TASK TO COMPLETE: Recast the records as a JSON list of strings, one string per line, starting at the line that contains "road, one point per instance in this photo." and ending at the last line of the records. Leave out blank lines.

--- DATASET CONTENT ---

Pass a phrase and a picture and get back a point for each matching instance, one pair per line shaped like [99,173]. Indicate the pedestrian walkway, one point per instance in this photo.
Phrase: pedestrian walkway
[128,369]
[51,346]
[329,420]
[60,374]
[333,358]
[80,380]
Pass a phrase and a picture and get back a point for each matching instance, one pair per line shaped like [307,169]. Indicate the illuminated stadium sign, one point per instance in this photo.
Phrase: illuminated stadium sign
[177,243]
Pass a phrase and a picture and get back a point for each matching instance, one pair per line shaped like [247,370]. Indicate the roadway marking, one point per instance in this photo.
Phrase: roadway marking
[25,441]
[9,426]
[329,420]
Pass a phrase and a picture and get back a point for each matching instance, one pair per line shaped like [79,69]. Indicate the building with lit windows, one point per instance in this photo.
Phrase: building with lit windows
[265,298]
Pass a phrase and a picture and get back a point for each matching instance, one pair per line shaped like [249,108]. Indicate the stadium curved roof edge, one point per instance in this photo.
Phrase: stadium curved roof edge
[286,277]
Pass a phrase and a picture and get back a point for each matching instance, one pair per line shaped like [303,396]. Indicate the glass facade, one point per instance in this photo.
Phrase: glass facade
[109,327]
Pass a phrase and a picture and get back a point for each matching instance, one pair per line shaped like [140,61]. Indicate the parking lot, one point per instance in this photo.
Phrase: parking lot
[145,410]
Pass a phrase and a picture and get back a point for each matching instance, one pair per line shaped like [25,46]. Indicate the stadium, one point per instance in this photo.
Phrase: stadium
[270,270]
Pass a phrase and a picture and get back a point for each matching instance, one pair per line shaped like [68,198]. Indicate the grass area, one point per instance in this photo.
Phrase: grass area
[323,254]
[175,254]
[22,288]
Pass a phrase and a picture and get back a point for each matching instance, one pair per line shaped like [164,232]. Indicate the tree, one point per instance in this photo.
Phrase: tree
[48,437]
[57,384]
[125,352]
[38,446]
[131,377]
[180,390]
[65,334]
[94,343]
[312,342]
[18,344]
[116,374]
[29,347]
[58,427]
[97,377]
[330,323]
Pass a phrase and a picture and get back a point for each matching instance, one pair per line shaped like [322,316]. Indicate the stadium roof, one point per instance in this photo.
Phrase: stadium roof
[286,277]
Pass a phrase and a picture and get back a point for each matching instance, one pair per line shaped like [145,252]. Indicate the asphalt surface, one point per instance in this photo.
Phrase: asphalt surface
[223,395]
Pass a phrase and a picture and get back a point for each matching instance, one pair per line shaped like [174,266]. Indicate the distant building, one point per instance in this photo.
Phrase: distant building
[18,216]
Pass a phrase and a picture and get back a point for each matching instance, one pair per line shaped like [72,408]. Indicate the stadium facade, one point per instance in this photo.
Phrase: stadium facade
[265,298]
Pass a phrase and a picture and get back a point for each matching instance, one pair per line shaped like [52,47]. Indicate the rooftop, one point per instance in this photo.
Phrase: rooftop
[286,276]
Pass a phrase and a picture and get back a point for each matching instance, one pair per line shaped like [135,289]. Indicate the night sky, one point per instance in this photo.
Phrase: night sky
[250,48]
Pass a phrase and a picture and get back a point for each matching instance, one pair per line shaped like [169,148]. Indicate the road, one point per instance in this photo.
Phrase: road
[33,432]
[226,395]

---

THE REPLY:
[
  "Pass a phrase and a picture and get back a point for each matching instance, one pair per line shaped like [169,148]. Indicate the road, one point per instance in this photo.",
  "Phrase: road",
  "[33,432]",
  "[226,395]"
]